◆ Exercise instructions
- A) Echo the passage on H. pylori and IL-8 word for word, starting with "Bacteria were grown" and going on through "entirely sequenced (49).".
- B) Carry on the passage on H. pylori and IL-8 from the point where it stops.

◆ Passage
____
To examine in molecular genetic detail how H. pylori infection induces epithelial IL-8 far more efficiently than has been possible by reverse transcription-PCR and enzyme-linked immunosorbent assays (ELISAs) of mRNA and protein levels, respectively, we constructed a derivative of the Kato-3 gastric epithelial cell line containing an added IL-8 promoter sequence joined to a luciferase reporter gene. We used the resulting stably transfected cell line, L5F11, (i) to investigate the ability of H. pylori strains with null mutations in previously unstudied genes in the left half of the cag PAI to stimulate IL-8 transcription and (ii) to investigate the effects of tyrosine kinase inhibitors on H. pylori- and cytokine-induced IL-8 transcription and IL-8 secretion.

MATERIALS AND METHODS

Bacteria.

Bacteria were grown on blood agar base no. 2 (Oxoid, Basingstoke, United Kingdom) supplemented with 7% fresh horse blood and incubated under microaerobic conditions at 37°C. Bacteria were harvested on day 3 into antibiotic-free RPMI 1640 medium (Life Technologies, Paisley, United Kingdom) supplemented with 10% heat-inactivated fetal calf serum (FCS) (Sera Lab, Crawley, United Kingdom). The bacterial preparations were adjusted to an optical density at 625 nm (OD625) of 0.35, corresponding to 2.5 × 107 CFU/ml, and used immediately. The strains used included NCTC 11637; the cag+ H. pylori type strain; cag G50, which lacks the entire cag PAI; and 26695, the strain whose genome has been entirely sequenced (49).
____
◆ Given data

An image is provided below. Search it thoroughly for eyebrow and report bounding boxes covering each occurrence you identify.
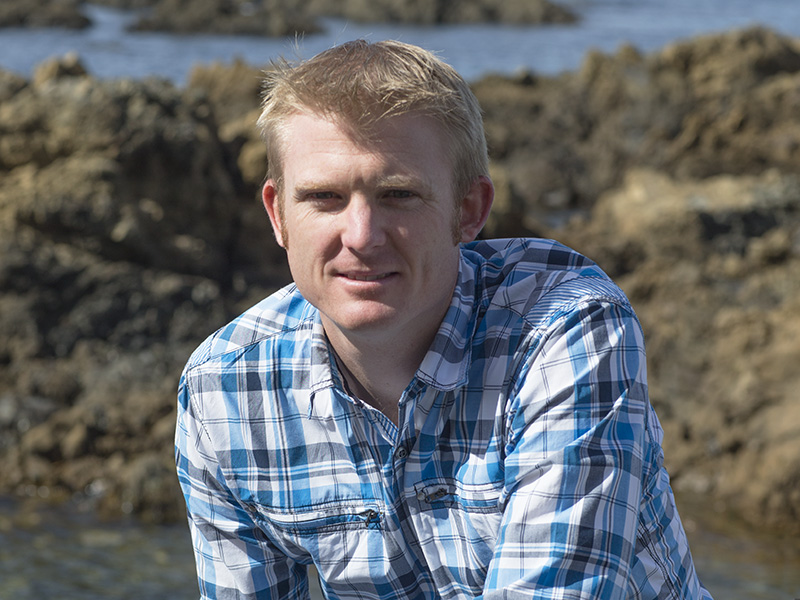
[292,175,433,199]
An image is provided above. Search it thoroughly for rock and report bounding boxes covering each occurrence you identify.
[133,0,319,36]
[0,0,90,29]
[309,0,576,25]
[0,28,800,532]
[474,28,800,218]
[562,170,800,531]
[0,57,287,519]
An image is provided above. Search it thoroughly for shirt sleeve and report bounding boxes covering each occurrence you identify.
[175,378,309,600]
[484,301,650,600]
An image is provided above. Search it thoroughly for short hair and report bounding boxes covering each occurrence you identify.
[258,40,489,199]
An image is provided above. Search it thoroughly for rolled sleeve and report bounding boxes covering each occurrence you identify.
[485,301,650,599]
[175,379,309,600]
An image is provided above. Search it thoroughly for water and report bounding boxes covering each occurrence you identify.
[0,499,800,600]
[0,0,800,600]
[0,0,800,84]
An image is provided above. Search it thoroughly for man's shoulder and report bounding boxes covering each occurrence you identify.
[464,238,630,323]
[186,283,316,371]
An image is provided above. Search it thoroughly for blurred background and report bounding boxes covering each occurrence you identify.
[0,0,800,600]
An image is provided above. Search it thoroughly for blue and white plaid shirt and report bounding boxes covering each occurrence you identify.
[176,239,710,600]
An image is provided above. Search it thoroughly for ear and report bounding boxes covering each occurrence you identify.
[261,179,286,248]
[461,175,494,243]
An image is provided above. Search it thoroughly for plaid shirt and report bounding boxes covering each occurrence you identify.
[176,239,709,600]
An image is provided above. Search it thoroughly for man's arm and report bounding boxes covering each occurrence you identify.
[175,378,309,600]
[484,302,701,600]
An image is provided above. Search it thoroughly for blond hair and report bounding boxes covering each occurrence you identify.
[258,40,489,199]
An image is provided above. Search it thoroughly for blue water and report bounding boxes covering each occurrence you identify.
[0,497,800,600]
[0,0,800,84]
[0,0,800,600]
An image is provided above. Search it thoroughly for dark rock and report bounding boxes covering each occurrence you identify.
[0,0,90,29]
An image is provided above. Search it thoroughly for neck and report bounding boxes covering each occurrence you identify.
[326,327,436,424]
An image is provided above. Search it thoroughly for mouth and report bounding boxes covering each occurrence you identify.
[345,273,392,281]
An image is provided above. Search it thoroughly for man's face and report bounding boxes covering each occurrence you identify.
[263,113,491,339]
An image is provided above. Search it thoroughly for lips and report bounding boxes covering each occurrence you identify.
[345,273,391,281]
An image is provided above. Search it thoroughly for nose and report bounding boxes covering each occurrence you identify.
[341,198,386,253]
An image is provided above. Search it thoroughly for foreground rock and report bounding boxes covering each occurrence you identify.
[0,29,800,532]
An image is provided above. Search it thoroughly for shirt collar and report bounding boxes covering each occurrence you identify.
[304,252,478,392]
[417,252,478,391]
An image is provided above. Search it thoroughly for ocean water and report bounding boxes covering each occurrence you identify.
[0,0,800,84]
[0,0,800,600]
[0,498,800,600]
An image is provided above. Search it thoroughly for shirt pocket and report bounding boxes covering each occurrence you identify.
[253,500,404,597]
[410,479,502,594]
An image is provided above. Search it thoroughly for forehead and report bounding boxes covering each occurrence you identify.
[281,113,453,183]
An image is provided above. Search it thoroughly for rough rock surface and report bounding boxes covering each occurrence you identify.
[0,29,800,532]
[0,0,575,36]
[0,0,90,29]
[0,61,287,519]
[309,0,576,25]
[128,0,319,36]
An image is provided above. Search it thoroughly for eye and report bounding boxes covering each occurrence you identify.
[306,192,337,202]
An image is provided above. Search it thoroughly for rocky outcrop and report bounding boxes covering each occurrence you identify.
[0,0,90,29]
[0,61,287,518]
[302,0,576,25]
[132,0,319,36]
[561,169,800,530]
[475,28,800,227]
[0,0,576,36]
[0,29,800,531]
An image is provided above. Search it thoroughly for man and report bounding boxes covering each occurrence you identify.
[176,41,708,599]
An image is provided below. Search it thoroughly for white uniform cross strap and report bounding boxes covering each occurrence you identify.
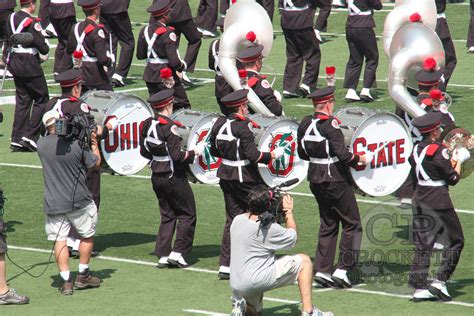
[413,145,446,187]
[216,119,250,182]
[301,118,339,177]
[143,121,174,178]
[347,0,372,15]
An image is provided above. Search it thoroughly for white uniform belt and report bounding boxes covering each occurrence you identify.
[153,156,171,162]
[146,57,169,64]
[12,47,38,55]
[82,56,97,63]
[349,10,372,16]
[280,4,309,11]
[309,157,339,165]
[222,159,250,167]
[418,179,446,187]
[51,0,74,4]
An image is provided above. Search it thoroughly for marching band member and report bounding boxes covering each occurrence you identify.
[298,87,373,288]
[409,111,470,301]
[140,89,205,268]
[137,0,191,111]
[344,0,382,102]
[210,89,284,280]
[237,45,283,116]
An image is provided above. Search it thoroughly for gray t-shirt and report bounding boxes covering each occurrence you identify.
[38,135,98,215]
[230,214,297,294]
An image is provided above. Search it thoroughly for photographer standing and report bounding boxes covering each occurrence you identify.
[230,187,332,316]
[38,111,101,295]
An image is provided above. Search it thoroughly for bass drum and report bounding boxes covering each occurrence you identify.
[250,114,308,190]
[81,91,153,175]
[336,108,413,196]
[171,110,222,184]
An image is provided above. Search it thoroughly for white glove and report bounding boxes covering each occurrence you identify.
[273,147,285,159]
[273,90,281,102]
[194,141,206,156]
[364,151,374,166]
[453,148,471,163]
[107,52,115,64]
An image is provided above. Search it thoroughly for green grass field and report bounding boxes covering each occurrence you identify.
[0,0,474,315]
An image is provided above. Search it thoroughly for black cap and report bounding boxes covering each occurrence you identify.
[237,44,263,63]
[54,68,82,88]
[146,0,171,16]
[412,111,443,134]
[147,89,174,109]
[77,0,100,10]
[221,89,249,107]
[307,87,336,104]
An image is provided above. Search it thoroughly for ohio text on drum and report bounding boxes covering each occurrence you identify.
[250,114,308,190]
[336,108,413,196]
[81,91,153,175]
[171,110,222,184]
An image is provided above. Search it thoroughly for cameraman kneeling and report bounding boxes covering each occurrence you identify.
[230,188,332,316]
[37,111,100,295]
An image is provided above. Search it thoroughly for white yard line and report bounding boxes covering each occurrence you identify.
[0,162,474,215]
[8,245,474,308]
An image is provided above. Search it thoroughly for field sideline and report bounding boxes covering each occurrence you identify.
[0,0,474,315]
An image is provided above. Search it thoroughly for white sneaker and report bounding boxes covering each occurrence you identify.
[167,251,189,268]
[413,289,437,301]
[230,296,247,316]
[428,279,452,302]
[346,89,360,101]
[314,272,334,287]
[331,269,352,289]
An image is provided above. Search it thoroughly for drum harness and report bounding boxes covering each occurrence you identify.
[215,119,250,182]
[144,120,174,179]
[301,118,339,177]
[413,145,446,187]
[10,13,39,55]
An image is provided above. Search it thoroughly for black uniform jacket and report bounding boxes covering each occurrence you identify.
[137,22,185,82]
[140,114,195,176]
[210,113,271,183]
[298,112,359,183]
[409,139,459,209]
[6,11,49,78]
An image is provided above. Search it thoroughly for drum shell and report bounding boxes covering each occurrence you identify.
[171,110,222,184]
[81,91,153,175]
[336,108,413,196]
[250,114,308,190]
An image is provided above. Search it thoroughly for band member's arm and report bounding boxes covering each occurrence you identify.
[137,28,148,60]
[236,121,272,164]
[324,119,359,167]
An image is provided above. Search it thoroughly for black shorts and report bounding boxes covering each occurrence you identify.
[0,219,8,254]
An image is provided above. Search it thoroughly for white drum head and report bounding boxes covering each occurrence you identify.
[350,112,413,196]
[252,116,308,190]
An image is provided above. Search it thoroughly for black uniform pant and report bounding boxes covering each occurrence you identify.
[435,18,458,90]
[196,0,218,33]
[11,76,49,143]
[309,182,362,273]
[145,74,191,111]
[409,206,464,289]
[283,27,321,92]
[466,0,474,47]
[51,16,77,73]
[151,173,196,257]
[169,20,201,72]
[100,12,135,77]
[219,179,259,267]
[344,27,379,89]
[314,0,332,31]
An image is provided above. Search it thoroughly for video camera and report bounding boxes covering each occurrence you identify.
[56,113,97,147]
[258,179,299,227]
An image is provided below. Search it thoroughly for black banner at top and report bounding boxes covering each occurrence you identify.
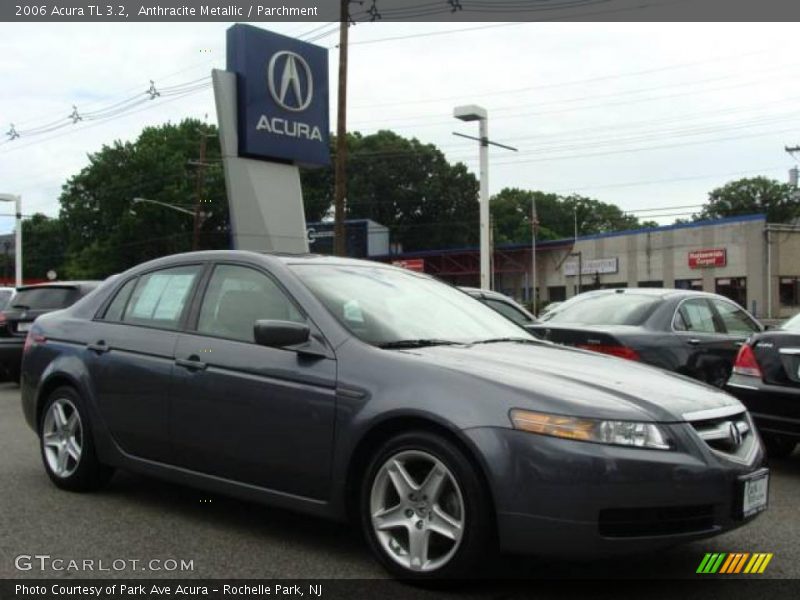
[0,0,800,23]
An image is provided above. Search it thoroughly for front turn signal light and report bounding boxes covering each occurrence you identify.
[510,408,671,450]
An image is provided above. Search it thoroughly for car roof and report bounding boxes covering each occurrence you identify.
[458,286,511,301]
[570,288,728,300]
[128,250,416,275]
[17,279,102,292]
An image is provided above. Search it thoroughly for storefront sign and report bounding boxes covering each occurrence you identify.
[689,248,728,269]
[392,258,425,273]
[564,257,619,277]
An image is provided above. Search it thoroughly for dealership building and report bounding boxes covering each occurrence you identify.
[374,214,800,319]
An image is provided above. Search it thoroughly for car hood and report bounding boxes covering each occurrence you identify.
[396,342,744,422]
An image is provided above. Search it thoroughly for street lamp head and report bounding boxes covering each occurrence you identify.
[453,104,488,121]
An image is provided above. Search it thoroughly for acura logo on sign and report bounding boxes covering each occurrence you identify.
[267,50,314,112]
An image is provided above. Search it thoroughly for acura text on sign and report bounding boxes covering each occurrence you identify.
[689,248,728,269]
[227,25,330,166]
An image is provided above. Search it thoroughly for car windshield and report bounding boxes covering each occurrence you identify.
[292,265,534,346]
[781,313,800,331]
[548,293,661,325]
[11,287,78,310]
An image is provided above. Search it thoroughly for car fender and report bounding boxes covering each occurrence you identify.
[35,344,117,461]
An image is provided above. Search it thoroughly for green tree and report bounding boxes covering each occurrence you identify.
[693,177,800,223]
[22,213,67,279]
[491,188,652,244]
[60,119,228,278]
[302,131,478,250]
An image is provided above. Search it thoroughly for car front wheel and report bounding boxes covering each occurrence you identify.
[39,387,113,491]
[361,431,494,580]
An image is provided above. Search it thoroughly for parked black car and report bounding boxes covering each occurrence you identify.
[22,251,768,578]
[0,281,100,381]
[531,288,762,387]
[458,287,537,329]
[726,315,800,456]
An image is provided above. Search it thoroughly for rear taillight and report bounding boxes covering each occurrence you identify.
[22,331,47,354]
[733,344,762,378]
[575,344,639,360]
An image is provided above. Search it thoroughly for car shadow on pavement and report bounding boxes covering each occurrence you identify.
[101,470,369,560]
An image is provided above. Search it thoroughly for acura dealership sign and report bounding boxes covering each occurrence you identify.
[227,25,330,165]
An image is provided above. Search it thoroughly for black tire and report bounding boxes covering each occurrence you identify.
[39,387,114,492]
[761,433,797,458]
[358,431,496,582]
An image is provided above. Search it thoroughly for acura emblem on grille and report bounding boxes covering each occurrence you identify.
[728,423,742,446]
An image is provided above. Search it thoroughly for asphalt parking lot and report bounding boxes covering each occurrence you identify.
[0,384,800,579]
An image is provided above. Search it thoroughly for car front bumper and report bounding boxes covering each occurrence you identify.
[465,425,764,558]
[725,374,800,442]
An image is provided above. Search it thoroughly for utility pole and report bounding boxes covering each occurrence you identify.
[192,131,207,250]
[530,196,539,316]
[783,146,800,188]
[333,0,350,256]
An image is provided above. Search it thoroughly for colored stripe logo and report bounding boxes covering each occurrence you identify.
[697,552,773,575]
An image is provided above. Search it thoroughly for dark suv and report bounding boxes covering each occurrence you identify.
[0,281,100,381]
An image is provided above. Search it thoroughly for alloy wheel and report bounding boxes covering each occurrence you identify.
[369,450,465,572]
[42,398,83,479]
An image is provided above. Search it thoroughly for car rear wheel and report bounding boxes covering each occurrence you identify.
[761,434,797,458]
[39,387,114,491]
[360,431,494,580]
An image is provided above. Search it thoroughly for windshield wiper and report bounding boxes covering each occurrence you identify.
[470,337,540,345]
[377,339,461,349]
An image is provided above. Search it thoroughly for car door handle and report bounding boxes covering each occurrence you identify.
[86,340,111,354]
[175,355,208,371]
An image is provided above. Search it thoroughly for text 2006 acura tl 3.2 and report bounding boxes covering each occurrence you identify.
[22,251,768,578]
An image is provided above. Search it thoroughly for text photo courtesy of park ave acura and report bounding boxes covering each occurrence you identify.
[0,0,800,600]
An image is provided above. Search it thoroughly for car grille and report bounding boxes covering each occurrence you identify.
[684,407,758,464]
[599,504,714,537]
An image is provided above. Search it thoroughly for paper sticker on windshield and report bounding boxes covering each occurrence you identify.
[344,300,364,323]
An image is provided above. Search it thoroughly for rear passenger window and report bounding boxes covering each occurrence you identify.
[103,277,136,321]
[713,299,760,335]
[123,265,202,329]
[197,265,305,342]
[674,298,717,333]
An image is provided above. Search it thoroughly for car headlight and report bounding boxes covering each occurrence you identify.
[511,408,670,450]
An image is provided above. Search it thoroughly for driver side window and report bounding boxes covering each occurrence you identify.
[197,265,306,342]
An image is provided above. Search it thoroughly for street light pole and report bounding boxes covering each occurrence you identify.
[0,194,22,287]
[453,104,517,290]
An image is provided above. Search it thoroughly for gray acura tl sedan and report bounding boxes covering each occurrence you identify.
[22,251,768,579]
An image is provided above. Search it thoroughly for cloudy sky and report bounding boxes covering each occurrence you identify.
[0,23,800,232]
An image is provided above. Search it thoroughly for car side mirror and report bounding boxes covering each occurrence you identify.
____
◆ Response list
- A)
Bacteria were grown on blood agar base no. 2 (Oxoid, Basingstoke, United Kingdom) supplemented with 7% fresh horse blood and incubated under microaerobic conditions at 37°C. Bacteria were harvested on day 3 into antibiotic-free RPMI 1640 medium (Life Technologies, Paisley, United Kingdom) supplemented with 10% heat-inactivated fetal calf serum (FCS) (Sera Lab, Crawley, United Kingdom). The bacterial preparations were adjusted to an optical density at 625 nm (OD625) of 0.35, corresponding to 2.5 × 107 CFU/ml, and used immediately. The strains used included NCTC 11637; the cag+ H. pylori type strain; cag G50, which lacks the entire cag PAI; and 26695, the strain whose genome has been entirely sequenced (49).

- B)
Construction of cag locus isogenic mutants.

Isogenic mutants of strain 26695 were constructed by DNA transformation with plasmid clones containing insertions of a chloramphenicol resistance cassette (Table 1) as described previously (2). Strain 8-1 was a mutant in which the whole cag PAI was deleted (2). In all cases, Camr transformants of strain 26695 were confirmed to contain the cassette in the appropriate site and orientation and to lack the wild-type allele by PCR and/or DNA hybridization. Because of possible polar effects on the expression of downstream cotranscribed genes in the cag PAI, in most open reading frames (ORFs) tested, insertions with the chloramphenicol resistance cassette in each orientation were constructed and used (Table 1).

TABLE 1.

cag locus isogenic mutants of strain 26695

Strain Allele Orientation of resistance cassettea
8-1 Total cag deletion
14-1 ORF7 F
20-1 ORF7 R
12-1 ORF11 R
13-1 ORF11 F
17-1 ORF13 R
22-1 ORF13 F
23-1 ORF14 F
9-1 ORF14 R
27-1 ORF15 F
10-1 ORF15 R
21-1 ORF16 F
11-1 ORF16 R
18-1 ORF16–ORF18 F16/R18
25-1 ORF18 F
26-1 ORF19–ORF20 F19/R20
a

F, forward; R, reverse. 

IL-8 promoter-luciferase plasmid construction.

The 5′ upstream regulatory sequence which comprises the IL-8 promoter was isolated as a 1,200-bp PCR fragment from EcoRI-digested human placental genomic DNA (Clontech, Palo Alto, Calif.) with primers derived from the published sequence (34). After ligation into pCR 1000 (TA cloning kit; Invitrogen, San Diego, Calif.) and sequencing, the fragment was excised and cloned into the pGL2 basic luciferase vector (Promega, Madison, Wis.) cut with KpnI and HindIII. The construct carries a neomycin resistance cartridge, comprising the Neor gene from Tn5 under control of the herpes simplex virus type 1 thymidine kinase promoter between the BamHI and SalI sites. The promoter DNA and its correct relationship to the luciferase coding region were verified by sequencing. The resulting plasmid was then used to generate the reporter cell line.

Generation of the L5F11 stable cell line.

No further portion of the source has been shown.